>> Start SUPPLIED RECORDS

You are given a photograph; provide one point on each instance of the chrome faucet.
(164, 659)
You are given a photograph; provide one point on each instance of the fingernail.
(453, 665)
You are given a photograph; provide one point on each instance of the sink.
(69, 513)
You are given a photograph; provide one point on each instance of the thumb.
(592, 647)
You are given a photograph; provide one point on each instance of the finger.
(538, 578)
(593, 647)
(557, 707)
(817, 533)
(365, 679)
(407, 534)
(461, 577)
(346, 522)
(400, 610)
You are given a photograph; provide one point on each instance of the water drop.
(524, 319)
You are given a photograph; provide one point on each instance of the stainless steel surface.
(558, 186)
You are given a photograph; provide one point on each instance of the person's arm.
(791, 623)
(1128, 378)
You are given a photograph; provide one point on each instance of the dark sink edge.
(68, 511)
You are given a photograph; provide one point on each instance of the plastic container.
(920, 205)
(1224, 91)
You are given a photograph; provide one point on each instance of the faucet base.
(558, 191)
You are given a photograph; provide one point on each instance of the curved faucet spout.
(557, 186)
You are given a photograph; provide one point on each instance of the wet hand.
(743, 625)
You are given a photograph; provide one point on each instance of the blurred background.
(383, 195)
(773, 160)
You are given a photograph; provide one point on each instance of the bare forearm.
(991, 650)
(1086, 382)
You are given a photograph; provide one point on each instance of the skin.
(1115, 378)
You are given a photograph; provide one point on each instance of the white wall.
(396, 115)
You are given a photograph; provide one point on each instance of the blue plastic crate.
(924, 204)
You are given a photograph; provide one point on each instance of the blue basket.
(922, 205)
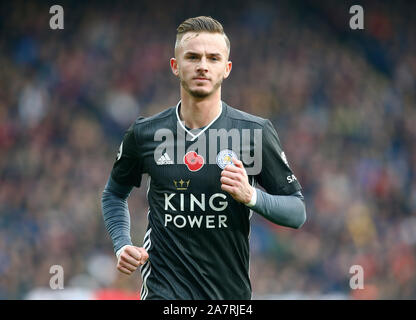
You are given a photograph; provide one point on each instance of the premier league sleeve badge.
(224, 158)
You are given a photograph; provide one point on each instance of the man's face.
(201, 63)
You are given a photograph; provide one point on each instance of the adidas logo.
(164, 159)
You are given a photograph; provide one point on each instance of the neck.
(198, 113)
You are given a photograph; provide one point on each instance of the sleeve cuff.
(119, 251)
(253, 200)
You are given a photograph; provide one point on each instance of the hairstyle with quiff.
(200, 24)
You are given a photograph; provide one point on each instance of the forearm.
(288, 211)
(116, 213)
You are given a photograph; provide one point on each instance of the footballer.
(204, 160)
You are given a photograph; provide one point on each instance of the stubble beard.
(199, 93)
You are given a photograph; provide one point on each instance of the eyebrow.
(216, 54)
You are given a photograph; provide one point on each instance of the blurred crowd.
(343, 102)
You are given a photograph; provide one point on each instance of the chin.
(199, 93)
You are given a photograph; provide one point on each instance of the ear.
(174, 66)
(228, 68)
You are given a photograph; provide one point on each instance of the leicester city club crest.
(224, 158)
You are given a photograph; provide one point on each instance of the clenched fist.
(130, 258)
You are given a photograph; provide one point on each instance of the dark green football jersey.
(198, 235)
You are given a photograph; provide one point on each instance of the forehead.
(203, 42)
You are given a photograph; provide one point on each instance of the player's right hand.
(130, 258)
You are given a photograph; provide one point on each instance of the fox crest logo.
(193, 161)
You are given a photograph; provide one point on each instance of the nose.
(202, 65)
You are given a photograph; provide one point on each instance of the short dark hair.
(201, 24)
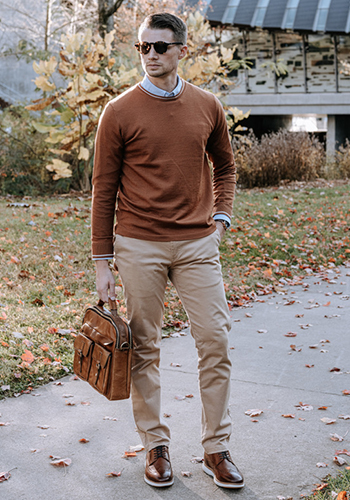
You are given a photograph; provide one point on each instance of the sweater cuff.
(221, 216)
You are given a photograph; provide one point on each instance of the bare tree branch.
(114, 8)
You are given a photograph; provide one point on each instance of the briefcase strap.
(113, 308)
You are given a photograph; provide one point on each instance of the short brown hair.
(164, 20)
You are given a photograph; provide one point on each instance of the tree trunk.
(48, 24)
(106, 9)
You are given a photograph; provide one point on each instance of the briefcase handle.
(113, 308)
(112, 304)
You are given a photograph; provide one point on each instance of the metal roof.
(332, 16)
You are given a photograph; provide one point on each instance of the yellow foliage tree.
(91, 78)
(93, 72)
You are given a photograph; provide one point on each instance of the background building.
(296, 49)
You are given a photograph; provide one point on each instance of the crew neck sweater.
(151, 168)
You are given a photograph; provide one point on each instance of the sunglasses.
(159, 47)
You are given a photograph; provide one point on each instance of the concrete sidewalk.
(277, 455)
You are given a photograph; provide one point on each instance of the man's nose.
(152, 53)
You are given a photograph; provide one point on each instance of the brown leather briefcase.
(103, 351)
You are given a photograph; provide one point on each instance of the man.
(151, 155)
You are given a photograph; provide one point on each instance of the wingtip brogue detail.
(158, 470)
(221, 467)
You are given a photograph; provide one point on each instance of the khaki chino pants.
(194, 268)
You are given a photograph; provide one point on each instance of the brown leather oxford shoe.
(158, 470)
(223, 470)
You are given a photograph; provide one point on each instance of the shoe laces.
(224, 455)
(160, 452)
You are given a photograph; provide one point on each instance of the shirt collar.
(153, 89)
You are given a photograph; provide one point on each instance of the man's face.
(161, 65)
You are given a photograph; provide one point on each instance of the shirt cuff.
(224, 217)
(102, 257)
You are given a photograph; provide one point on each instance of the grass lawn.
(47, 276)
(333, 488)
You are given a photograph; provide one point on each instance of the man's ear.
(183, 51)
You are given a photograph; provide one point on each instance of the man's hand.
(105, 283)
(220, 228)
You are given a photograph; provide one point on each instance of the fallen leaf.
(305, 327)
(114, 474)
(336, 437)
(129, 454)
(4, 476)
(328, 421)
(61, 462)
(27, 356)
(342, 495)
(304, 406)
(186, 473)
(320, 487)
(342, 452)
(253, 413)
(339, 461)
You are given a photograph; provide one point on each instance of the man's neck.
(168, 84)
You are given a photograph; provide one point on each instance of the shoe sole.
(219, 483)
(158, 485)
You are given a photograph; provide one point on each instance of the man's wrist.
(224, 223)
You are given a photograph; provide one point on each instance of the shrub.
(23, 153)
(338, 166)
(279, 156)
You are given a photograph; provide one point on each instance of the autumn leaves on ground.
(47, 277)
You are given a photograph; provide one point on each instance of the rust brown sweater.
(151, 156)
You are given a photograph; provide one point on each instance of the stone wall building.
(309, 39)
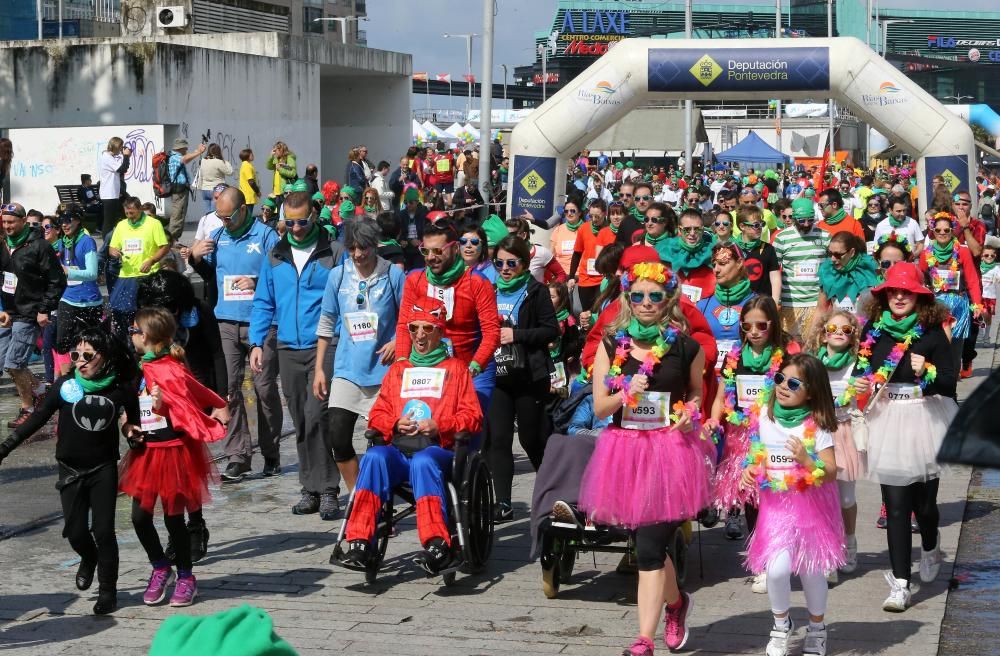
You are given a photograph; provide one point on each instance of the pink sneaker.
(156, 590)
(184, 592)
(640, 647)
(675, 633)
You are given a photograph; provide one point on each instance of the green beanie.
(242, 631)
(802, 208)
(495, 230)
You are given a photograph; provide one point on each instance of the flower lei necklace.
(801, 478)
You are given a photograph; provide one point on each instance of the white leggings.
(847, 496)
(779, 586)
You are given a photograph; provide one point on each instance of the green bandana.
(857, 275)
(790, 417)
(833, 361)
(898, 328)
(733, 295)
(449, 277)
(13, 243)
(642, 332)
(429, 359)
(90, 385)
(514, 284)
(756, 363)
(310, 239)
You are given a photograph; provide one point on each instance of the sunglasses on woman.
(833, 329)
(638, 298)
(793, 384)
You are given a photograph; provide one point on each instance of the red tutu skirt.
(178, 475)
(806, 524)
(637, 478)
(728, 491)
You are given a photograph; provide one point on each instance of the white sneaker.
(815, 642)
(778, 644)
(899, 594)
(852, 555)
(930, 562)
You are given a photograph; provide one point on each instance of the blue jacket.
(242, 256)
(358, 361)
(289, 299)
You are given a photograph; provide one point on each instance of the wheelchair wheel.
(477, 513)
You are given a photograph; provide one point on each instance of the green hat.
(802, 208)
(495, 230)
(242, 631)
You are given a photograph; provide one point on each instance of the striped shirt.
(799, 256)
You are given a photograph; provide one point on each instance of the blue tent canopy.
(752, 150)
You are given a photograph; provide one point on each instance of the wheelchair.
(470, 501)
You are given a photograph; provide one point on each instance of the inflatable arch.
(637, 70)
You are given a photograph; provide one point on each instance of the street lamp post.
(468, 56)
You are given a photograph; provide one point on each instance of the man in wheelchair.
(425, 400)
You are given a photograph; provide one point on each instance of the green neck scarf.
(837, 218)
(733, 295)
(832, 360)
(449, 277)
(91, 385)
(14, 242)
(756, 363)
(898, 328)
(944, 253)
(857, 275)
(514, 284)
(429, 359)
(309, 240)
(790, 417)
(642, 332)
(242, 229)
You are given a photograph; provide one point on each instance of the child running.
(799, 529)
(169, 460)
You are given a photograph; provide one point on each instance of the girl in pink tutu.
(799, 529)
(651, 466)
(170, 461)
(834, 340)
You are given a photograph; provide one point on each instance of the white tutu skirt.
(904, 438)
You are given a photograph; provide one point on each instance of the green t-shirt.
(138, 244)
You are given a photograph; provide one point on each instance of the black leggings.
(341, 423)
(526, 402)
(150, 539)
(900, 501)
(652, 543)
(93, 539)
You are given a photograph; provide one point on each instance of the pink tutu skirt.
(637, 478)
(852, 465)
(727, 490)
(806, 524)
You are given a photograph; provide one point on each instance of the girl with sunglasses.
(528, 324)
(835, 341)
(89, 402)
(650, 469)
(747, 373)
(799, 531)
(905, 345)
(846, 274)
(169, 460)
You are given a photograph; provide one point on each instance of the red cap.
(637, 254)
(429, 310)
(904, 275)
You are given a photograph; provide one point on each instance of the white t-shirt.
(910, 230)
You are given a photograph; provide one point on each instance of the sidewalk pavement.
(263, 555)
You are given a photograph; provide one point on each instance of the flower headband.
(654, 271)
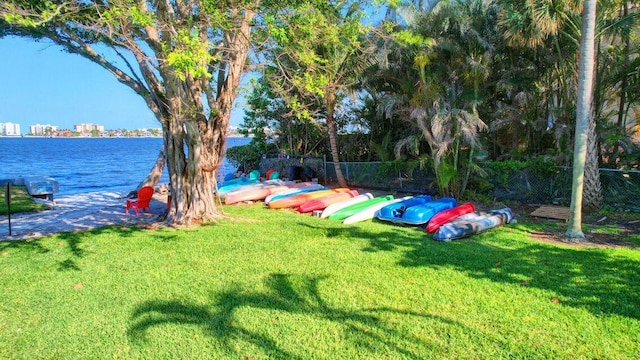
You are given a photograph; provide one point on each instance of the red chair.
(142, 201)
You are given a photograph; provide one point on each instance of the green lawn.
(287, 286)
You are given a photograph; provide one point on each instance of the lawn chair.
(142, 201)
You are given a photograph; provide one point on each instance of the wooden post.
(7, 199)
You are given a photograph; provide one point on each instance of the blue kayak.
(396, 210)
(412, 213)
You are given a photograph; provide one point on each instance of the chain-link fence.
(620, 188)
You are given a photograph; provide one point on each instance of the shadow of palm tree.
(595, 279)
(74, 241)
(285, 293)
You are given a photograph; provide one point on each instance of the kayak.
(356, 208)
(343, 204)
(296, 200)
(292, 192)
(446, 216)
(473, 223)
(370, 212)
(252, 184)
(324, 201)
(236, 184)
(259, 193)
(416, 214)
(396, 210)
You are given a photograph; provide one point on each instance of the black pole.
(7, 199)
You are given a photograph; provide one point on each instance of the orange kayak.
(322, 202)
(296, 200)
(259, 193)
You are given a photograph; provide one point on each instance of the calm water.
(86, 164)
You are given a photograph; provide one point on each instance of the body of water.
(87, 164)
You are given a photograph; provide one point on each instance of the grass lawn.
(289, 286)
(21, 201)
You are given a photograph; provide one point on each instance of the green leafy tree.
(452, 46)
(321, 52)
(184, 58)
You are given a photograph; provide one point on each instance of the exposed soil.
(620, 228)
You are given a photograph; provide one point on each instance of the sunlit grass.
(290, 286)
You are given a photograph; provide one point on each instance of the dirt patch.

>> End SUPPLIED RECORDS

# TASK
Starting at the line that contains "the black pole.", print every line through the end of the listing, word for word. Leave out all the rest.

# EXPECTED OUTPUT
You are given a photograph; provide one point on each instance of the black pole.
(7, 199)
You are given a photograph; provide one point on each instance of the orange kayak.
(322, 202)
(296, 200)
(259, 193)
You are given a photograph; provide one point on each instance of the calm water.
(86, 164)
You are given a photograph; provide one point on each instance of the body of water.
(87, 164)
You are given a photograph; provide one point on each instance of the grass lawn.
(289, 286)
(21, 201)
You are given a photograph; provide one point on each instance of the green leafy tree.
(452, 46)
(321, 52)
(184, 58)
You are given a photograph; provide one point on each instance of the exposed soil.
(620, 228)
You are given a photograph; provide one point on each instance of the sunlit grass.
(290, 286)
You are given a photograph; provide one point on each instance of the dirt patch.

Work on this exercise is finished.